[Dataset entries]
-- begin --
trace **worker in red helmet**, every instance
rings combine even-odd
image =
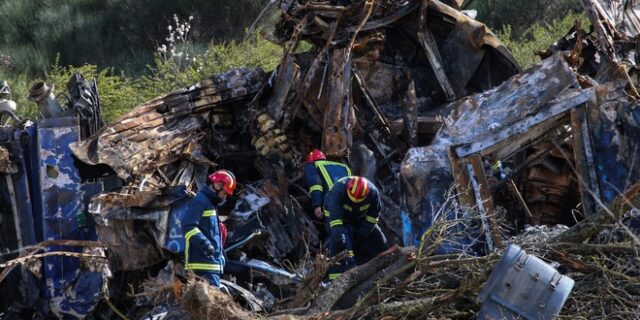
[[[236,178],[230,171],[218,170],[209,175],[208,186],[196,194],[182,220],[186,240],[185,268],[220,287],[224,270],[223,231],[218,220],[217,208],[236,189]],[[226,232],[225,232],[226,233]]]
[[[350,175],[351,169],[347,165],[327,160],[324,153],[318,149],[313,149],[307,155],[304,178],[309,188],[311,206],[316,218],[325,220],[327,232],[329,231],[329,224],[325,216],[328,216],[328,214],[322,210],[324,197],[336,181]]]
[[[338,180],[324,199],[329,212],[331,241],[329,255],[348,250],[348,257],[329,268],[328,280],[362,264],[388,248],[387,238],[378,226],[382,202],[378,188],[365,177]]]

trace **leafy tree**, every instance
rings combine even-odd
[[[571,12],[581,12],[580,0],[471,0],[468,9],[478,11],[477,19],[492,30],[511,26],[511,36],[520,39],[534,25],[550,26]]]
[[[540,57],[535,53],[549,48],[554,42],[569,32],[576,20],[580,21],[583,29],[589,30],[591,24],[585,13],[569,12],[562,19],[553,20],[550,23],[537,23],[531,26],[527,33],[520,38],[513,36],[511,25],[506,25],[496,33],[502,43],[509,48],[522,68],[528,68],[540,62]]]

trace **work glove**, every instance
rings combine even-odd
[[[209,259],[213,259],[213,256],[215,254],[216,254],[216,249],[212,245],[209,245],[207,246],[206,249],[204,249],[204,255],[207,256],[207,258]]]
[[[375,224],[371,224],[365,221],[360,222],[360,224],[356,228],[356,236],[358,236],[359,238],[368,237],[369,234],[371,234],[371,231],[373,231],[373,228],[375,228],[375,226],[376,226]]]

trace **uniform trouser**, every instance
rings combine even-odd
[[[209,281],[209,284],[211,284],[212,286],[220,288],[220,273],[200,270],[194,270],[194,273],[199,277],[207,279],[207,281]]]
[[[387,237],[385,237],[377,225],[374,226],[368,235],[358,235],[357,232],[353,231],[355,226],[352,224],[345,224],[344,229],[346,233],[346,244],[331,244],[329,247],[329,256],[334,257],[344,250],[349,251],[349,256],[343,259],[338,265],[329,267],[329,280],[336,279],[342,273],[356,265],[369,262],[369,260],[389,247]]]

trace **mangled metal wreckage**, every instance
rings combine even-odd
-- end --
Rewrite every line of the entries from the line containing "trace **work glove**, every instance" through the end of the entries, requests included. Multiply each coordinate in the answers by 1.4 and round it to a whole number, with halves rounded up.

REPLY
trace **work glove**, every instance
rings combine even-odd
[[[293,363],[298,363],[298,358],[301,356],[302,356],[302,349],[297,343],[293,343],[290,344],[288,349],[286,349],[286,357],[290,358],[290,361]]]
[[[525,314],[519,314],[511,309],[504,311],[504,314],[498,319],[498,330],[501,330],[503,333],[515,332],[517,328],[519,328],[519,323],[522,323],[522,319],[525,319],[525,316],[526,316]]]

trace **uniform trouser**, every instance
rings combine even-odd
[[[293,393],[293,398],[295,398],[297,400],[308,403],[308,382],[280,378],[272,378],[272,382],[279,388],[290,391],[290,393]]]
[[[542,332],[539,332],[528,315],[524,316],[515,329],[501,329],[500,325],[494,323],[497,316],[493,314],[483,314],[482,321],[484,326],[484,342],[463,342],[461,346],[461,358],[468,360],[482,350],[489,351],[489,358],[480,363],[473,371],[461,374],[461,392],[470,391],[479,382],[498,371],[517,367],[517,364],[545,346]]]

trace **mangled metal wreckage**, every instance
rings combine even-odd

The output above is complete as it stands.